[Object position labeling entries]
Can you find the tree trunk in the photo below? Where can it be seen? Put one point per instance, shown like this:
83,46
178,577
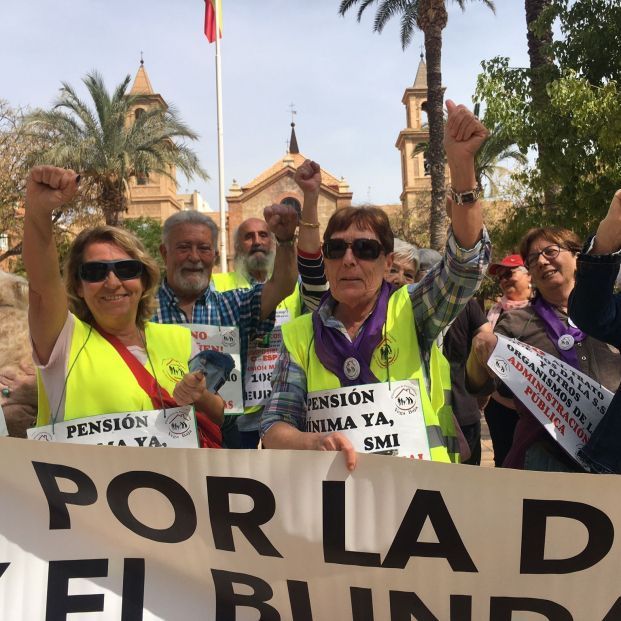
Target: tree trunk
432,20
541,72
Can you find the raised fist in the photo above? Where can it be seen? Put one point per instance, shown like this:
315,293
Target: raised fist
308,177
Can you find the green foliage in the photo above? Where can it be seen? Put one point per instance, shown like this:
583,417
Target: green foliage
149,232
108,143
580,126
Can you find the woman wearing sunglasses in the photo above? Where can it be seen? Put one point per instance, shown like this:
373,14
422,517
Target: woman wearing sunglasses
368,337
550,255
88,333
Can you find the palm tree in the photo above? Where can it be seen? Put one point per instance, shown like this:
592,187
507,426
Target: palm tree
430,17
108,146
497,148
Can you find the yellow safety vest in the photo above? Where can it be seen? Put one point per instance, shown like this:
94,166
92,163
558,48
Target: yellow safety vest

*STATED EXERCISE*
Could you rescale the records by writing out every line again, requests included, with each answer coordinate multiplied by 2.15 and rounded to a whole number (halves rounding up)? Keep the sample points inside the requests as they are, and leave the pictures out.

*IN RESPONSE*
Can you find the tree trunk in the photo below? Where can it be seen? Put one point per instance, shown like this:
83,46
178,577
Target: tree trunk
929,43
1163,155
Can you find the raised fist in the photo above? Where can it be seen? Put one point per instance, shown like this:
315,293
Target: raised fist
662,381
Can you find the green foliage in the photo above? Where can it be seen? Put one point per instance, shown like this:
583,417
Target: green foliage
320,499
232,307
1247,271
Can you find the woman wearing sunglasses in the photo above? Where can it be seen? Put one point per instance, shown like this:
373,14
422,517
Target: woman wearing sunglasses
791,725
1183,548
189,716
Can you find the palm tree in the photo above? Where can it be seen? Put one point per instance, shown like this:
592,187
507,426
Target: palm tree
925,37
232,314
1069,318
Can you find the yellow safety vest in the photo above? Where can it be seen? Put one point per instance, shown like this:
94,166
92,163
558,48
Target: yellow safety vest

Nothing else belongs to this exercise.